**Extrait fourni:**
######
Son fils, lui aussi, est à Paris, où l’académicien Danchet apprécie assez ses premiers essais littéraires, pour s’approprier l’épître dédicatoire d’un de ses opéras, dont il lui a demandé le projet, quand le barreau et le bureau des Finances le rappellent en sa province.

Mais, vers le dernier tiers du XVIIIe siècle, ce ne sera plus seulement à des Oratoriens et à des Génovéfains, à des bons jansénistes, qu’au sortir de Juilly sera recommandé un autre Claude-Ignace. Il sera présenté dans des maisons parlementaires et vivra dans une société, devenue parente ou amie, de haute robe et de haute finance, où l’avocat général Séguier semble régner. Le Parlement exilé est remplacé à ce moment par le Parlement Manpeou, et la correspondance de l’étudiant reflète toute l’indignation de ce milieu, son mépris pour l’arbitraire du pouvoir, sa malveillance pour la Cour. C’est surtout l’ancien droit public français, que le futur docteur étudie pour y trouver les arguments contraires aux pratiques du jour. Au retour en l’héréditaire présidial, il ne s’ensevelit pas dans ses fonctions de lieutenant civil, puis criminel et de trésorier de France. Il s’est marié à Orléans et y retourne souvent. La capitale est à deux pas, il ne l’ignore point.
######
(Données d'ancrage d'objets en langage naturel)
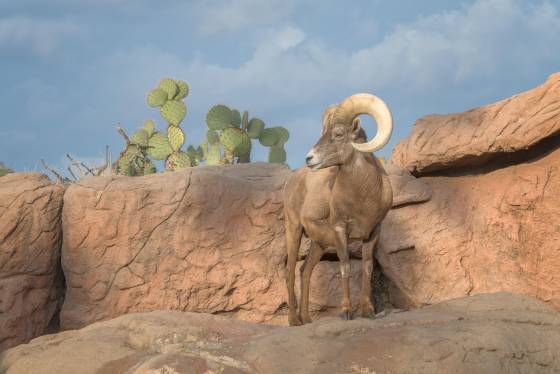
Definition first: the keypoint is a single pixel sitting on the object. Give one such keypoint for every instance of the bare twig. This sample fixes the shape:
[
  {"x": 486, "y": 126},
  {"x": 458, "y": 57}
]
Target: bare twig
[
  {"x": 57, "y": 175},
  {"x": 72, "y": 173}
]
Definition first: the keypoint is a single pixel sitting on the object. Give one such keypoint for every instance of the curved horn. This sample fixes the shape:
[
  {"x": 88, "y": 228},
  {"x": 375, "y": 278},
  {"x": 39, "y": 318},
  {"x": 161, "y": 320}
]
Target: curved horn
[
  {"x": 327, "y": 115},
  {"x": 364, "y": 103}
]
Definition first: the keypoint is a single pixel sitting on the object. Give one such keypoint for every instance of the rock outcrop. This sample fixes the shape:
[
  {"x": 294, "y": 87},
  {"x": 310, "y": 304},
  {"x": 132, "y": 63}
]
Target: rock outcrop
[
  {"x": 30, "y": 238},
  {"x": 202, "y": 240},
  {"x": 492, "y": 223},
  {"x": 474, "y": 137},
  {"x": 492, "y": 333},
  {"x": 205, "y": 239}
]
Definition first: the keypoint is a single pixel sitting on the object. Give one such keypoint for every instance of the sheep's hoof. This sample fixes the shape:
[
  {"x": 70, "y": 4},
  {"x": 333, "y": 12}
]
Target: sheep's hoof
[
  {"x": 294, "y": 321},
  {"x": 368, "y": 314}
]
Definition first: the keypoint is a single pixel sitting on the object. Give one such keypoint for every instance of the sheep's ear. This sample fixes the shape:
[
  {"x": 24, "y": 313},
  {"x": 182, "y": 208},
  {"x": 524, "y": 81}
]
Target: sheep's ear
[{"x": 355, "y": 126}]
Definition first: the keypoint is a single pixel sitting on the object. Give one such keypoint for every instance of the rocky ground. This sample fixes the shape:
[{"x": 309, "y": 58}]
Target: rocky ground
[{"x": 487, "y": 333}]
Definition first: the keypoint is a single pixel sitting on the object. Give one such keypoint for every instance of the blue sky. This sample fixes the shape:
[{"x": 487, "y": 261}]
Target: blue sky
[{"x": 72, "y": 69}]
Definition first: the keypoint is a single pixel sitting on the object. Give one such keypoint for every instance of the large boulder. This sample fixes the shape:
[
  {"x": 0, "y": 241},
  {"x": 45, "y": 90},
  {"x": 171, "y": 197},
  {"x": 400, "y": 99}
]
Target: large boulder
[
  {"x": 474, "y": 137},
  {"x": 492, "y": 223},
  {"x": 30, "y": 238},
  {"x": 207, "y": 239},
  {"x": 203, "y": 239},
  {"x": 492, "y": 333}
]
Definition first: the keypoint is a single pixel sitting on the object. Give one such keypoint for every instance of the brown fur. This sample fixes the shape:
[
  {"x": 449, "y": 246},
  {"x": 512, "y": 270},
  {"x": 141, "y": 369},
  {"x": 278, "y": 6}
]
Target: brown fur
[{"x": 340, "y": 198}]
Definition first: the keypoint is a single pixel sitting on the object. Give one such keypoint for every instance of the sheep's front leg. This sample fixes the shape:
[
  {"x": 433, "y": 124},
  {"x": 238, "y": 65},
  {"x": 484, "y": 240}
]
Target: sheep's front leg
[
  {"x": 293, "y": 238},
  {"x": 366, "y": 307},
  {"x": 344, "y": 258},
  {"x": 314, "y": 256}
]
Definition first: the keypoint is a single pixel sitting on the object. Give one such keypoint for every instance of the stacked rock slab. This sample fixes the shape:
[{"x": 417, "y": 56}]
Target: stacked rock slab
[
  {"x": 30, "y": 239},
  {"x": 493, "y": 221},
  {"x": 486, "y": 334}
]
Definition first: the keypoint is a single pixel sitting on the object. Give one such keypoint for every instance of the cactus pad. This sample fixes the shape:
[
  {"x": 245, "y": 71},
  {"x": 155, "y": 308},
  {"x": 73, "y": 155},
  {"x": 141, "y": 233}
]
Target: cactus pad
[
  {"x": 140, "y": 137},
  {"x": 268, "y": 137},
  {"x": 149, "y": 167},
  {"x": 178, "y": 160},
  {"x": 255, "y": 128},
  {"x": 212, "y": 137},
  {"x": 158, "y": 146},
  {"x": 176, "y": 137},
  {"x": 236, "y": 141},
  {"x": 277, "y": 155},
  {"x": 219, "y": 117},
  {"x": 183, "y": 89},
  {"x": 156, "y": 98},
  {"x": 173, "y": 111},
  {"x": 168, "y": 85},
  {"x": 149, "y": 126},
  {"x": 235, "y": 118}
]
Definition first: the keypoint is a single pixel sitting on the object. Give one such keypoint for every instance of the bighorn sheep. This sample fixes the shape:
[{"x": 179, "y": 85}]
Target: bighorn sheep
[{"x": 338, "y": 200}]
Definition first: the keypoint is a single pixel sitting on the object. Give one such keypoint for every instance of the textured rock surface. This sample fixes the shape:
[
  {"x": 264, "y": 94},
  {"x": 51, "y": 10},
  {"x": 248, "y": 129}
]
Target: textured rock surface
[
  {"x": 441, "y": 142},
  {"x": 493, "y": 333},
  {"x": 205, "y": 240},
  {"x": 485, "y": 229},
  {"x": 30, "y": 239}
]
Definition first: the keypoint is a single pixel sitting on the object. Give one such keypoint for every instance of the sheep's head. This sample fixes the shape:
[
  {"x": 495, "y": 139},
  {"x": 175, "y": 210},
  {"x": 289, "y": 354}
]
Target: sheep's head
[{"x": 342, "y": 133}]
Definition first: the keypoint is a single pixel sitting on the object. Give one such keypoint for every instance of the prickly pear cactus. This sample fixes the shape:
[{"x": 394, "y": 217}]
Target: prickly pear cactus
[
  {"x": 169, "y": 86},
  {"x": 178, "y": 160},
  {"x": 159, "y": 147},
  {"x": 219, "y": 117},
  {"x": 176, "y": 137},
  {"x": 232, "y": 132},
  {"x": 183, "y": 89},
  {"x": 157, "y": 97}
]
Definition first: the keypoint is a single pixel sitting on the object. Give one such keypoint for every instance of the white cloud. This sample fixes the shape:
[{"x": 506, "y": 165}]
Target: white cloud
[
  {"x": 222, "y": 16},
  {"x": 38, "y": 36}
]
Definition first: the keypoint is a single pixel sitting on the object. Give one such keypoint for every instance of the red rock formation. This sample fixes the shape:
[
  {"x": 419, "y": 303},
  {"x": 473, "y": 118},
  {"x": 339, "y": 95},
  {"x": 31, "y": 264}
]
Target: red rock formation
[
  {"x": 30, "y": 238},
  {"x": 493, "y": 333},
  {"x": 492, "y": 224},
  {"x": 455, "y": 140}
]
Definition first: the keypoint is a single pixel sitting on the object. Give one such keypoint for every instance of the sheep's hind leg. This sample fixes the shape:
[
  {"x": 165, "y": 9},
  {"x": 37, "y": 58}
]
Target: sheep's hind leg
[
  {"x": 367, "y": 309},
  {"x": 344, "y": 258},
  {"x": 293, "y": 238},
  {"x": 314, "y": 256}
]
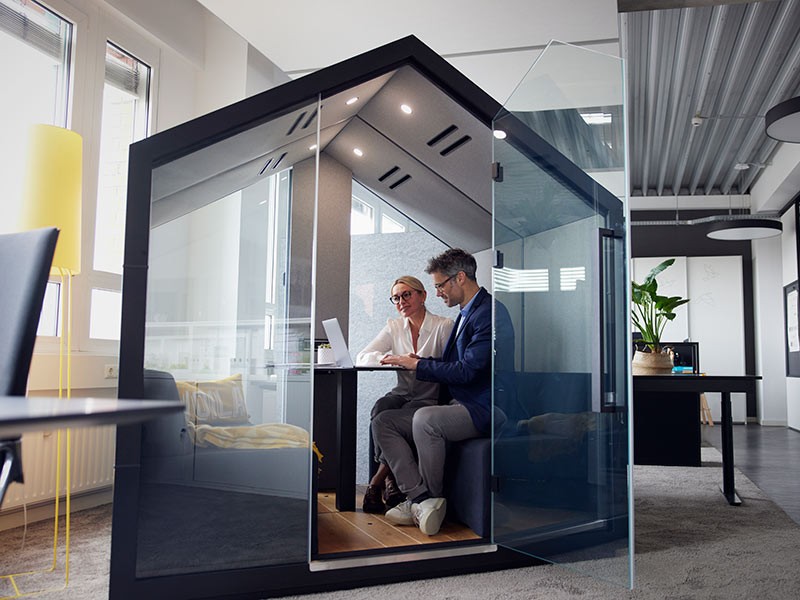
######
**Votre objectif:**
Réécrivez sous forme de liste à puces le paragraphe de l'extrait ci-dessus qui commence par « Mais, vers le dernier tiers du XVIIIe siècle », en conservant ses faits principaux.

**Résultat:**
- Vers le dernier tiers du XVIIIe siècle, un autre Claude-Ignace, au sortir de Juilly, n'est plus recommandé seulement à des Oratoriens, à des Génovéfains et à des jansénistes.
- Il est présenté dans des maisons parlementaires et vit dans une société de haute robe et de haute finance, devenue parente ou amie, où l'avocat général Séguier semble régner.
- Le Parlement exilé est alors remplacé par le Parlement Manpeou. La correspondance de l'étudiant reflète l'indignation de ce milieu, son mépris pour l'arbitraire du pouvoir et sa malveillance envers la Cour.
- Il étudie surtout l'ancien droit public français pour y trouver des arguments contre les pratiques du jour.
- De retour au présidial héréditaire, il est lieutenant civil, puis criminel, et trésorier de France, sans s'ensevelir dans ces fonctions.
- Marié à Orléans, il y retourne souvent et ne néglige pas la capitale toute proche.